Problem statement:
With the pictures set aside, write out all of the data exactly as it stands.

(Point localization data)
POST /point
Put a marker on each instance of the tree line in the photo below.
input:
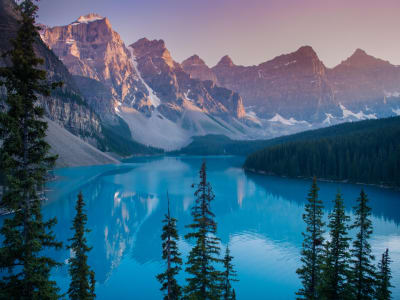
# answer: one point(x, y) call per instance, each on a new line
point(331, 269)
point(370, 154)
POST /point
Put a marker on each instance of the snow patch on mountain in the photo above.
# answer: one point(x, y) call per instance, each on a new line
point(153, 97)
point(290, 122)
point(328, 119)
point(156, 131)
point(396, 111)
point(360, 115)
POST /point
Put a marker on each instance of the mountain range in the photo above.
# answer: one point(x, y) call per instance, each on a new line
point(138, 96)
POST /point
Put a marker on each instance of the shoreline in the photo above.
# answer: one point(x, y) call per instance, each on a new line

Solution to the exercise:
POST /point
Put a marker on each instance of the tree line in the photo below.
input:
# answer: one point(x, y) call per instance, each on a new line
point(331, 269)
point(370, 154)
POST /point
Put a marker on each instance of the snow patch on mountain in the photo above.
# answer: one point(x, y) call per instance, each on a new line
point(153, 97)
point(290, 122)
point(328, 119)
point(156, 131)
point(396, 111)
point(360, 115)
POST /point
Put a marker on each instance of the mountain range in the photo above.
# answer: one point(x, y) call per instance, each on a new line
point(138, 96)
POST /point
Put a marker on each instance of the shoreline in the photo above.
# answer: one point(x, y) call per instance, each on a new line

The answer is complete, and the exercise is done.